─── Ausgewählter Text ───
Die revolutionäre Vortragskunst des Barrikaden-Taubers

Jochen Voit beschreibt, wie der Schauspieler und Sänger Ernst Busch „den Schlaf der Welt“ anrührte

Von Erhard JöstRSS-Newsfeed neuer Artikel von Erhard Jöst

Besprochene Bücher / Literaturhinweise

„Während der Trauerzug sich ,gemessenen Schritts‘ zur Urnenstätte bewegte, intonierte ein Musikzug den Trauermarsch ,Unsterbliche Opfer‘. Repräsentanten gesellschaftlicher Organisationen legten Kränze nieder. ,Die Urnenstätte mit dem Postament war von der Staatsflagge der DDR und der roten Fahne der internationalen Arbeiterklasse flankiert.‘ Zum Abschluss der Trauerzeremonie spielte der Musikzug die ,Internationale‘. Und wer hat gesungen bei der Beerdigung? Er selber natürlich. Die Tobandspulen drehen sich: ,Wenn das Eisen mich mäht, / Wenn mein Atem vergeht, / Sollt stumm unterm Rasen mich breiten.‘ Mein Gott.“

Mit dieser Passage, mit der er die Urnenbeisetzung von Ernst Busch beschreibt, die am 23. Juni 1980 auf dem Friedhof Berlin-Pankow III stattfand, beendet Jochen Voit sein Buch über den revolutionären Schauspieler und Sänger. Sie lässt Rückschlüsse zu: Der Ablauf der Beerdigung auf den Verstorbenen, der ungenierte Stoßseufzer am Ende der Beschreibung auf den Verfasser. Vielleicht hätte dieser noch ein paar Zeilen mehr zitieren sollen, mit denen das Lied „Wenn das Eisen mich mäht“ Buschs Lebenseinstellung passend beschreibt: „Lasst das Wortegespiel, / es war kein Held, der da fiel, / es war einer der nie / nach Völkermord schrie, / es war ein Bürger kommender Zeiten!“ Busch war ein bedeutender Agitator, der von sich und seiner Sache so überzeugt war, dass dieses Selbstbewusstsein seinem Biografen öfters Schwierigkeiten bereitet. Er schildert die Vorgänge, die Busch als egozentrischen Künstler zeigen, und er geht dann zumeist mit ironischen Anmerkungen auf Distanz.
─── Vorliegendes Material ───
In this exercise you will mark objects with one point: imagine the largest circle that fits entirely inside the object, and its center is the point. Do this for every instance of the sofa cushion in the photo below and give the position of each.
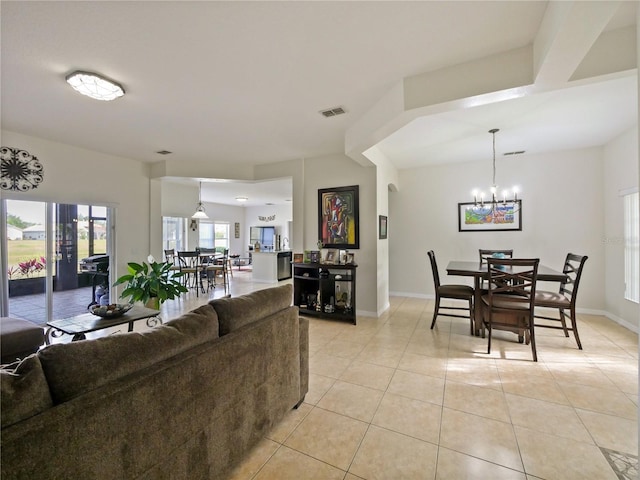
(236, 312)
(78, 367)
(25, 391)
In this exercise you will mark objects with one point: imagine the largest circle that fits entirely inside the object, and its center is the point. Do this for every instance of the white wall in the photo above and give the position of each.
(338, 171)
(620, 172)
(76, 175)
(562, 211)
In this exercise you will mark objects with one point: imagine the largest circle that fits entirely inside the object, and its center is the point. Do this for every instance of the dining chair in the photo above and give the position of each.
(484, 254)
(565, 299)
(218, 271)
(188, 265)
(450, 291)
(170, 256)
(509, 301)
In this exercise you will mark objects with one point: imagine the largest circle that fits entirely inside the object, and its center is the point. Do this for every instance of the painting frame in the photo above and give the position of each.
(382, 227)
(339, 217)
(482, 218)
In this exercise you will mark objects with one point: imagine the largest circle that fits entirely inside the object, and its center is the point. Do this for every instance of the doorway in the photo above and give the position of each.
(50, 248)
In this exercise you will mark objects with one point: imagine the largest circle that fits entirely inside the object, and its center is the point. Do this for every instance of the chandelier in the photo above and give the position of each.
(200, 213)
(505, 199)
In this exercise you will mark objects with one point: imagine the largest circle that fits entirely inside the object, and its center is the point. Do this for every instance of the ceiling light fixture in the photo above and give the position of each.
(200, 213)
(95, 86)
(503, 202)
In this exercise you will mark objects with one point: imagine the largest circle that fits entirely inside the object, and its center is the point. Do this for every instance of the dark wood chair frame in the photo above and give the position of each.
(188, 265)
(510, 300)
(484, 254)
(450, 291)
(565, 299)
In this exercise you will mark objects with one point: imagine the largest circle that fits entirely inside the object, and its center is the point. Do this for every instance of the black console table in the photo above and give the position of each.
(325, 290)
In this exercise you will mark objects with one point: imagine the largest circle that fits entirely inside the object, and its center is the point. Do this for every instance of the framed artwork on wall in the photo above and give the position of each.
(490, 217)
(382, 227)
(338, 217)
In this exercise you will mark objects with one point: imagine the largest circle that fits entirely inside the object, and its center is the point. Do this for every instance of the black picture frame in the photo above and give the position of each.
(490, 217)
(382, 227)
(338, 217)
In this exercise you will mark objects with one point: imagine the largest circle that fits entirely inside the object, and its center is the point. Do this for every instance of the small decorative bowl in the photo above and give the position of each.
(110, 311)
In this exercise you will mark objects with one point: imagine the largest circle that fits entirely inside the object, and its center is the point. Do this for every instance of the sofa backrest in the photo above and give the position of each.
(25, 391)
(75, 368)
(235, 312)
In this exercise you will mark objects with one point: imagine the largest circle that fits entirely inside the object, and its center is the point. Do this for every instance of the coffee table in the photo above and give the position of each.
(80, 325)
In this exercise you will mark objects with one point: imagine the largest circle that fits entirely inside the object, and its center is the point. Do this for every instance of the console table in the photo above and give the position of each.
(325, 290)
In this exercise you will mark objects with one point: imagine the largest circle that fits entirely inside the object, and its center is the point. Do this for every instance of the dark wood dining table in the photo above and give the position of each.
(480, 271)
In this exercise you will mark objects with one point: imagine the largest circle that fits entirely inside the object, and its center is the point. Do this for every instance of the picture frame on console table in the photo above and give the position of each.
(338, 217)
(490, 217)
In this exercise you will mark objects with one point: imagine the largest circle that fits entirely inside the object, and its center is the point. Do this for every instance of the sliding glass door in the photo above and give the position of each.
(56, 259)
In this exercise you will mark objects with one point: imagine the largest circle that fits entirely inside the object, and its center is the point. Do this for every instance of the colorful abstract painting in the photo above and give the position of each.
(338, 217)
(489, 217)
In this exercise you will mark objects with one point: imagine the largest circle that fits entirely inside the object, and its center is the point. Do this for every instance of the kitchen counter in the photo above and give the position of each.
(271, 266)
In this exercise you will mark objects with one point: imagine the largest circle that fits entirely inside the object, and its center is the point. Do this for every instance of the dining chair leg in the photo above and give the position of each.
(563, 322)
(574, 327)
(435, 312)
(532, 338)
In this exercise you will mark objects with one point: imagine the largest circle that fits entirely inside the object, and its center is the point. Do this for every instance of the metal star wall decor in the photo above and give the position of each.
(19, 170)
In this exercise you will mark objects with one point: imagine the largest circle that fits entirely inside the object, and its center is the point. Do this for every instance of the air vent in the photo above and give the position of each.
(332, 112)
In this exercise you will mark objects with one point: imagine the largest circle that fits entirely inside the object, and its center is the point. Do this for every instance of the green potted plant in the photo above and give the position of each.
(151, 284)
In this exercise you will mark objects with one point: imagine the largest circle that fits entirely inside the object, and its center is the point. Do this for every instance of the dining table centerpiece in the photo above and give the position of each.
(151, 284)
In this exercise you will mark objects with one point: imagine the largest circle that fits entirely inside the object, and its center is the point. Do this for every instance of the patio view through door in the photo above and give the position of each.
(45, 246)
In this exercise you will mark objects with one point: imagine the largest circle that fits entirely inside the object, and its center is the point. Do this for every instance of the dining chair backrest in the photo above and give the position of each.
(485, 254)
(434, 268)
(206, 254)
(188, 258)
(572, 269)
(513, 279)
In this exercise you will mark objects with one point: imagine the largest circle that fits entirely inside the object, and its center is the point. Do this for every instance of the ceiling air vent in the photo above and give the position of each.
(332, 112)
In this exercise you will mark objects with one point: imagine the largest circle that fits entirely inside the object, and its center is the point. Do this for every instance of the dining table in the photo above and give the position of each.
(480, 271)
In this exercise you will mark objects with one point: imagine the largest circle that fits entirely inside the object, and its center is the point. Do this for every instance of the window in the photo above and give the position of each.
(631, 247)
(214, 235)
(174, 233)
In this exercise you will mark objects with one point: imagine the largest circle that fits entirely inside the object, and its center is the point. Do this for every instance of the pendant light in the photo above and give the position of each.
(509, 197)
(200, 213)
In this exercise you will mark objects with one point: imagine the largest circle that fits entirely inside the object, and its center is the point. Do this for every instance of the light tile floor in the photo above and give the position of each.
(392, 399)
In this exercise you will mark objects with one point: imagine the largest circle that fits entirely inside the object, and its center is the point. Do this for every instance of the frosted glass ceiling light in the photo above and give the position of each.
(94, 86)
(200, 213)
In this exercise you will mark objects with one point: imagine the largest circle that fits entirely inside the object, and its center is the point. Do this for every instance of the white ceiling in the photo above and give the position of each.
(242, 83)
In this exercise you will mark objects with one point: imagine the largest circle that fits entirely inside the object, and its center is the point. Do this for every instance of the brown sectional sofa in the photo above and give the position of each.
(185, 400)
───
[Die Aufgabe]:
Schreiben Sie den ausgewählten Text über Ernst Busch oben vollständig und Wort für Wort ab.

[Korrekte Lösung]:
Die revolutionäre Vortragskunst des Barrikaden-Taubers

Jochen Voit beschreibt, wie der Schauspieler und Sänger Ernst Busch „den Schlaf der Welt“ anrührte

Von Erhard JöstRSS-Newsfeed neuer Artikel von Erhard Jöst

Besprochene Bücher / Literaturhinweise

„Während der Trauerzug sich ,gemessenen Schritts‘ zur Urnenstätte bewegte, intonierte ein Musikzug den Trauermarsch ,Unsterbliche Opfer‘. Repräsentanten gesellschaftlicher Organisationen legten Kränze nieder. ,Die Urnenstätte mit dem Postament war von der Staatsflagge der DDR und der roten Fahne der internationalen Arbeiterklasse flankiert.‘ Zum Abschluss der Trauerzeremonie spielte der Musikzug die ,Internationale‘. Und wer hat gesungen bei der Beerdigung? Er selber natürlich. Die Tobandspulen drehen sich: ,Wenn das Eisen mich mäht, / Wenn mein Atem vergeht, / Sollt stumm unterm Rasen mich breiten.‘ Mein Gott.“

Mit dieser Passage, mit der er die Urnenbeisetzung von Ernst Busch beschreibt, die am 23. Juni 1980 auf dem Friedhof Berlin-Pankow III stattfand, beendet Jochen Voit sein Buch über den revolutionären Schauspieler und Sänger. Sie lässt Rückschlüsse zu: Der Ablauf der Beerdigung auf den Verstorbenen, der ungenierte Stoßseufzer am Ende der Beschreibung auf den Verfasser. Vielleicht hätte dieser noch ein paar Zeilen mehr zitieren sollen, mit denen das Lied „Wenn das Eisen mich mäht“ Buschs Lebenseinstellung passend beschreibt: „Lasst das Wortegespiel, / es war kein Held, der da fiel, / es war einer der nie / nach Völkermord schrie, / es war ein Bürger kommender Zeiten!“ Busch war ein bedeutender Agitator, der von sich und seiner Sache so überzeugt war, dass dieses Selbstbewusstsein seinem Biografen öfters Schwierigkeiten bereitet. Er schildert die Vorgänge, die Busch als egozentrischen Künstler zeigen, und er geht dann zumeist mit ironischen Anmerkungen auf Distanz.